▸ Aim A: According to the Campfire-1 walkthrough, which track does this challenge open?
▸ Aim B: Repeat the Campfire-1 walkthrough word for word between "Welcome to my" and "blue team scenario.", inclusive.

HackTheBox: Campfire-1 Sherlock Walkthrough

Detecting Kerberoasting Activity: Correlating Kerberos Events, PowerShell Logs, and Prefetch Artifacts

Image Credit: https://app.hackthebox.com/sherlocks/Campfire-1?tab=play_sherlock

Introduction:

Welcome to my weekly walkthrough! If you’ve stumbled across this blog while looking for a detailed guide to the Campfire-1 Sherlock from Hack The Box, you’re in the right place.

This is the first challenge in the Detecting Active Directory Attacks track and it wastes no time dropping us into a classic blue team scenario.

For this walkthrough, we’re given a collection of forensic artifacts, including Domain Controller security logs, PowerShell operational logs from the affected workstation, and Windows Prefetch files. From there, it’s on us to reconstruct the attack and figure out what actually happened in the environment.

Along the way, we’ll bust out a handful of tools, including Event Log Explorer, PECmd, and Timeline Explorer, and map what we find back to MITRE ATT&CK to add some helpful context. Going hands‑on with a broad set of tools like this is a great way to get experience with multiple utilities and compare how each one shines during different phases of an investigation.

▸ Records supplied:

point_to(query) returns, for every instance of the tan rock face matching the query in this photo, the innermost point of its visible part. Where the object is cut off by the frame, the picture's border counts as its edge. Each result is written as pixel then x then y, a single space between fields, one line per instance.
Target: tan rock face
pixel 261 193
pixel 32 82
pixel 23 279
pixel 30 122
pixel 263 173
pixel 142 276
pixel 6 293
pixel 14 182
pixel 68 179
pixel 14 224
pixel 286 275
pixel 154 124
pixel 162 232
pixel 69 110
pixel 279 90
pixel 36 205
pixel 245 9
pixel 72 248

▸ Written response A: The Detecting Active Directory Attacks track.

▸ Written response B:
Welcome to my weekly walkthrough! If you’ve stumbled across this blog while looking for a detailed guide to the Campfire-1 Sherlock from Hack The Box, you’re in the right place.

This is the first challenge in the Detecting Active Directory Attacks track and it wastes no time dropping us into a classic blue team scenario.